BEGIN

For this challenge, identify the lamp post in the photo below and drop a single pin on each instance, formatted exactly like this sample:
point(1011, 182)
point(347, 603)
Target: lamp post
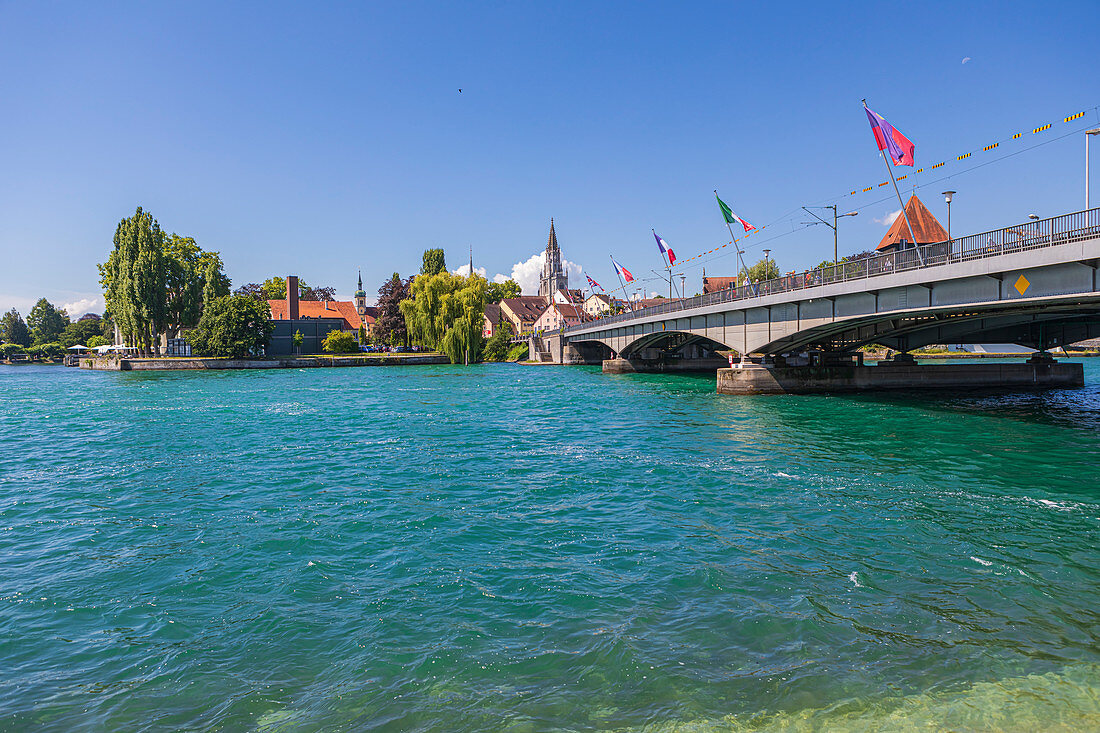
point(1088, 134)
point(834, 225)
point(947, 197)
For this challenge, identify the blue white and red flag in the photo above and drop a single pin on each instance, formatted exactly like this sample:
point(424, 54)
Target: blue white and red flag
point(623, 272)
point(666, 250)
point(890, 139)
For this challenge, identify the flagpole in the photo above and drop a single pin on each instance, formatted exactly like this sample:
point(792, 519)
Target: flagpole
point(669, 267)
point(739, 258)
point(905, 216)
point(625, 296)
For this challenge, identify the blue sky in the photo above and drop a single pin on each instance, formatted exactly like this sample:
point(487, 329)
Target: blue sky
point(326, 138)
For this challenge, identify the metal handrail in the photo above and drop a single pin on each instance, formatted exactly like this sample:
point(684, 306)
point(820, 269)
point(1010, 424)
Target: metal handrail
point(1033, 234)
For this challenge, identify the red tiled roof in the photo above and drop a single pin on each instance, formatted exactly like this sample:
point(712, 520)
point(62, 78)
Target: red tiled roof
point(926, 229)
point(525, 307)
point(344, 309)
point(493, 313)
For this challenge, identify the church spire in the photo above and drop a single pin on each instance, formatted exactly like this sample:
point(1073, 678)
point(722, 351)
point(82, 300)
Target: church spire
point(553, 275)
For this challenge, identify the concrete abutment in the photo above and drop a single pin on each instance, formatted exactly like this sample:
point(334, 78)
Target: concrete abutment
point(1040, 374)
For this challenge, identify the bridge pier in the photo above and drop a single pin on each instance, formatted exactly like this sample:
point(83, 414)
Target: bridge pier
point(1037, 373)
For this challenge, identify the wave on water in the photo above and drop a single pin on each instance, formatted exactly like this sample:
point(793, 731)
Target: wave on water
point(1052, 702)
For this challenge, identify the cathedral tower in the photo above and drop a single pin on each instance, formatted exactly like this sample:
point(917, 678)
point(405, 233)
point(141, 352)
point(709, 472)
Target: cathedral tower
point(361, 296)
point(553, 276)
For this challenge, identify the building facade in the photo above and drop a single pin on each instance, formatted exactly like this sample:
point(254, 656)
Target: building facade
point(316, 319)
point(556, 316)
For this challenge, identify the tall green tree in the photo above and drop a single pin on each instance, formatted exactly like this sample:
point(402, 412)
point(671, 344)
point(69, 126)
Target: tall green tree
point(188, 273)
point(13, 329)
point(232, 326)
point(80, 331)
point(46, 321)
point(446, 312)
point(433, 262)
point(389, 324)
point(134, 281)
point(497, 292)
point(215, 285)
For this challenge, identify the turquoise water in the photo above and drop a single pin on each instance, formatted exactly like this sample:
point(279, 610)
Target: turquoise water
point(502, 547)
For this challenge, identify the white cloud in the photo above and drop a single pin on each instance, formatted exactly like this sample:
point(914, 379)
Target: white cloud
point(888, 218)
point(528, 272)
point(21, 304)
point(464, 270)
point(81, 306)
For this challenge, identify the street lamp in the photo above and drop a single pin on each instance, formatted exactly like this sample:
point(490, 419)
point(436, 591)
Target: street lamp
point(947, 197)
point(1088, 133)
point(835, 218)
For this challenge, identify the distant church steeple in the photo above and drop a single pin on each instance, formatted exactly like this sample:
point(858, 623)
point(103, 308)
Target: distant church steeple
point(553, 275)
point(360, 296)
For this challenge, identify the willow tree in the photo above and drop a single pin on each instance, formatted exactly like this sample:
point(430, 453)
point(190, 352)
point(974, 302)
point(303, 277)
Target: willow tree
point(446, 312)
point(134, 281)
point(191, 279)
point(463, 339)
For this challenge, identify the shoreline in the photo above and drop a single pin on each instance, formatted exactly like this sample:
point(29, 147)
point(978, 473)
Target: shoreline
point(174, 363)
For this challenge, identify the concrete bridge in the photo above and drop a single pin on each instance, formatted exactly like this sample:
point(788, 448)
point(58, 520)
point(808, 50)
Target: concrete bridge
point(1035, 284)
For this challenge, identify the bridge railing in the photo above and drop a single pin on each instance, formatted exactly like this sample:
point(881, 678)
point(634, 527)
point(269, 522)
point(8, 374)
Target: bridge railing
point(1033, 234)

END

Task requirements
From the data above, return every line from the line that has "point(436, 591)" up to and including the line that has "point(303, 277)", exactly.

Exercise output
point(436, 591)
Target: street lamp
point(947, 197)
point(1088, 133)
point(835, 218)
For this challenge, identify the distant church steeple in the photo above and drop a single pin on each instance, formatted exactly like this sample:
point(858, 623)
point(103, 308)
Target: distant church steeple
point(553, 275)
point(360, 296)
For this challenge, identify the willow tree in the photo above and drop a single pin on each instance, formatted exactly like this sample:
point(430, 453)
point(190, 352)
point(974, 302)
point(303, 277)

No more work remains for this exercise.